▶ What you are asked to do:
Rescale the stretch of lines from the one containing "Check this image for the presence of any flag." through the end of the lines, both ends included, and reproduce each line with its request. Multiply every box coordinate in the answers by 0.2 and round to whole numbers, with halves rounded up.

▶ Dataset content:

▼

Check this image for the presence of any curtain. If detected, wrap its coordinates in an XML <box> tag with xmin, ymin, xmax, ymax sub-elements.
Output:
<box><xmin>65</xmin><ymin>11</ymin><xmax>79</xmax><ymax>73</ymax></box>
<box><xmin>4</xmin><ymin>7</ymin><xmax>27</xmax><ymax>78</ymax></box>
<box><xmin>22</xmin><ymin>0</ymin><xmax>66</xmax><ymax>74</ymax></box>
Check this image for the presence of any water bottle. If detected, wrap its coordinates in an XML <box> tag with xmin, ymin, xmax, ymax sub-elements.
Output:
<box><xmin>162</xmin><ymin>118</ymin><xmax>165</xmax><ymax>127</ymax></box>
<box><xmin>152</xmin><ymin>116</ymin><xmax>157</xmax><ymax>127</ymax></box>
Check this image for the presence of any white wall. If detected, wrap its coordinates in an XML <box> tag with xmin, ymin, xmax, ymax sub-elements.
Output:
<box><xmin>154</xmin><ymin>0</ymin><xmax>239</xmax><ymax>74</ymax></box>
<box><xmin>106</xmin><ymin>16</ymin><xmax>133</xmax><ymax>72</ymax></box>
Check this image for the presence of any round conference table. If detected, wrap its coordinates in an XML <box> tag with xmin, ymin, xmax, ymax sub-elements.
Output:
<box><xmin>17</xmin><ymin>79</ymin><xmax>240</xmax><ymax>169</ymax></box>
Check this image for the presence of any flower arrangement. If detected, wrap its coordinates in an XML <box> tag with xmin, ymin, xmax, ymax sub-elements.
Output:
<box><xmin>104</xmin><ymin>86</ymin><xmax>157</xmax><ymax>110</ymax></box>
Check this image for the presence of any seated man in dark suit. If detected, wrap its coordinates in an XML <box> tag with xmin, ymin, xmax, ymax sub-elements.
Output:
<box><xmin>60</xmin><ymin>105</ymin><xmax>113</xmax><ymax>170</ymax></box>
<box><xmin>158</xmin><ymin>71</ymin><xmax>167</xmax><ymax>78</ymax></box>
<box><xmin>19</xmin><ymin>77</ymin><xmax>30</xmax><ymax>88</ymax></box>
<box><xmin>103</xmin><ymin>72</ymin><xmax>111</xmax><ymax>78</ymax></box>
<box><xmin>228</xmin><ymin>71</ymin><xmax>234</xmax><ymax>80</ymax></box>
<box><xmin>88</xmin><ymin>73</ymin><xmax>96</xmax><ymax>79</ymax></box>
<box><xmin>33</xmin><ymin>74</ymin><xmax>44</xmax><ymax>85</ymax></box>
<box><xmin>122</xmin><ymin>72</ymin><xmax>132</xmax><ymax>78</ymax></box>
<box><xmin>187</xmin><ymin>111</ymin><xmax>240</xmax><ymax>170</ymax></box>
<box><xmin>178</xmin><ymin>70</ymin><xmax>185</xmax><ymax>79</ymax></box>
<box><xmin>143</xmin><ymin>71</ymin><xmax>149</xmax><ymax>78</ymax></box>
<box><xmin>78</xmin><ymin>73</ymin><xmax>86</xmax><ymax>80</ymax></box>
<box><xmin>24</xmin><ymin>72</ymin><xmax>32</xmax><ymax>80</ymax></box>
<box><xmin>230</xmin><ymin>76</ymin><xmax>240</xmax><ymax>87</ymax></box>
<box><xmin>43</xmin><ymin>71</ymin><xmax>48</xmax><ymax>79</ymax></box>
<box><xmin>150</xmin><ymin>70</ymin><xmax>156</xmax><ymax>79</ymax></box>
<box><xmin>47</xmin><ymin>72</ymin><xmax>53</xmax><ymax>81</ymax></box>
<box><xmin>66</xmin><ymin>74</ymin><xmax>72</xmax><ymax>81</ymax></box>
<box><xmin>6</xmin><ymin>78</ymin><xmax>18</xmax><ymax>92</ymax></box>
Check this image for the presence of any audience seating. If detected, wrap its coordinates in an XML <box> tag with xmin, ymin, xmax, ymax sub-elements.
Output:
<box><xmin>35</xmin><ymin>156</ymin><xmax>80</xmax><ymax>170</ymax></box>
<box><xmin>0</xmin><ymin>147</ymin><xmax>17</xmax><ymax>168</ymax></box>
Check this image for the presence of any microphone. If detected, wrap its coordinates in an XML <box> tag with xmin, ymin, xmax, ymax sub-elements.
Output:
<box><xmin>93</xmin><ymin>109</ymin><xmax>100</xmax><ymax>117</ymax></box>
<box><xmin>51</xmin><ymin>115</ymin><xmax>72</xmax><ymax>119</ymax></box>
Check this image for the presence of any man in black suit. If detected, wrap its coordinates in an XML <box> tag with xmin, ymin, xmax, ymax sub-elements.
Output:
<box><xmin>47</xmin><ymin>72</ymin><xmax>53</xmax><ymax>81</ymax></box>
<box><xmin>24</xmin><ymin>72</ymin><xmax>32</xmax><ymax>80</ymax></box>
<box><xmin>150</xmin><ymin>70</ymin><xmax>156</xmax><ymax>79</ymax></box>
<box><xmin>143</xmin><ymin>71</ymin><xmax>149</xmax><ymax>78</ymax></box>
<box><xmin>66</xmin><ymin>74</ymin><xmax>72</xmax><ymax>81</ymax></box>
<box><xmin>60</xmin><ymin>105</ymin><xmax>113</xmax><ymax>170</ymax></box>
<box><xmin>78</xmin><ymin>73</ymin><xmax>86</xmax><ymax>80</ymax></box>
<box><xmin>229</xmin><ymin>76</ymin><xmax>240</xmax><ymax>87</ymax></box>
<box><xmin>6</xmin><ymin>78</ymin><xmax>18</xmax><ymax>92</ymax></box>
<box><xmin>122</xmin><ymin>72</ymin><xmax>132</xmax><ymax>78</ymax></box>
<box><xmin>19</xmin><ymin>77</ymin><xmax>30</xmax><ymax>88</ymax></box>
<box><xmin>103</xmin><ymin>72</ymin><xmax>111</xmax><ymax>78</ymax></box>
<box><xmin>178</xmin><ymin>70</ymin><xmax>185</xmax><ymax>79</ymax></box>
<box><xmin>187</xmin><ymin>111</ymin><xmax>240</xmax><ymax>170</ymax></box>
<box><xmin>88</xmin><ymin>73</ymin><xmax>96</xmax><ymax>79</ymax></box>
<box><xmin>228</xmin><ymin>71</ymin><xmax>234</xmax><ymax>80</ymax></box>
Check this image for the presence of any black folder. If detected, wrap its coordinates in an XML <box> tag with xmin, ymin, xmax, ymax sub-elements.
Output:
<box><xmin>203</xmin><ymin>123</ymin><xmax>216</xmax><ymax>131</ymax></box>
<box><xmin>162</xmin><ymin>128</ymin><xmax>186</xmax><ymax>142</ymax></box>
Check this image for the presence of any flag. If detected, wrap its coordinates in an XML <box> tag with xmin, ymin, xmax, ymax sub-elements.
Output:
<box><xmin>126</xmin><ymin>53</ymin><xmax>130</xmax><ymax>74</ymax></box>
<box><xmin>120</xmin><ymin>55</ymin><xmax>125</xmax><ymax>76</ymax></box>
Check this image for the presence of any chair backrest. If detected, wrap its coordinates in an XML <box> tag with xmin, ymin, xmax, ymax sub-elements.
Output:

▲

▶ Correct response:
Check this image for the presence of any flag. If detected, wrap its coordinates in an XML <box> tag with xmin, ymin, xmax, ymax sub-elements.
Output:
<box><xmin>25</xmin><ymin>11</ymin><xmax>26</xmax><ymax>15</ymax></box>
<box><xmin>24</xmin><ymin>11</ymin><xmax>25</xmax><ymax>15</ymax></box>
Check this image for the presence of any chair backrest. If detected, wrap its coordinates in an XML <box> tag with xmin, ymin, xmax, ymax sub-elements.
Output:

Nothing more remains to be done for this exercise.